◆ AVAILABLE RECORDS ◆

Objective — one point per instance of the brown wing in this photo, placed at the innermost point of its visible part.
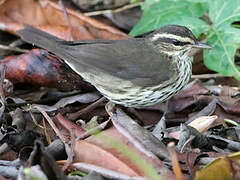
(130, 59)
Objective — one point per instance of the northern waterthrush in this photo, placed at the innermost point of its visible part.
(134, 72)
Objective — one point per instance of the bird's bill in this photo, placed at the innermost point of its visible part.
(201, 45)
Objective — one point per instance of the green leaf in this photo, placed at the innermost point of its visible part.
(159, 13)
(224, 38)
* * *
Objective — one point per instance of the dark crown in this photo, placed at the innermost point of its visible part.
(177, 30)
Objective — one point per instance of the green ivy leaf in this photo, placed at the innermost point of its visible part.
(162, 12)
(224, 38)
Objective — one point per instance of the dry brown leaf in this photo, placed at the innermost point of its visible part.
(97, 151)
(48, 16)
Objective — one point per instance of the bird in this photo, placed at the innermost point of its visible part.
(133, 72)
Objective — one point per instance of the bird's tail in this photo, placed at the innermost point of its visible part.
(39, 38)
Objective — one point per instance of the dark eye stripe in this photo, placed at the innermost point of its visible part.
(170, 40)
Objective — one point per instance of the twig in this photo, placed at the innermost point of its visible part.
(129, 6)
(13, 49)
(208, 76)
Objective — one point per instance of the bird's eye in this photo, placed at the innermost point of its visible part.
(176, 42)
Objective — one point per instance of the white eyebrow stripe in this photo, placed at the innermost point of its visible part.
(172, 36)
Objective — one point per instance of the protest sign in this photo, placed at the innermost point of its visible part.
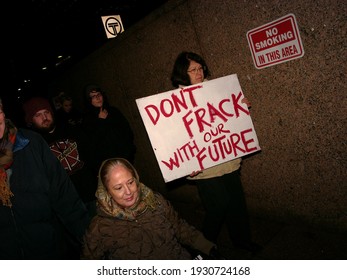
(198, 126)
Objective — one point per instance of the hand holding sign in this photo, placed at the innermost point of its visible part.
* * *
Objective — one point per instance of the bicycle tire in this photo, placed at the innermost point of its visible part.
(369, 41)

◆ WHAT IS NEEDED ◆
List every line from the items above that contains the string "leaf". Case counts.

◆ REPLY ◆
Objective — one point per instance of the green leaf in this photo, placed at the innermost point of its visible part.
Objective — one point per instance of the green ivy leaf in this photo, placed at the innermost point of its visible part.
Objective — one point per instance of the dry brown leaf in this photo, placed at the innermost point of its visible part.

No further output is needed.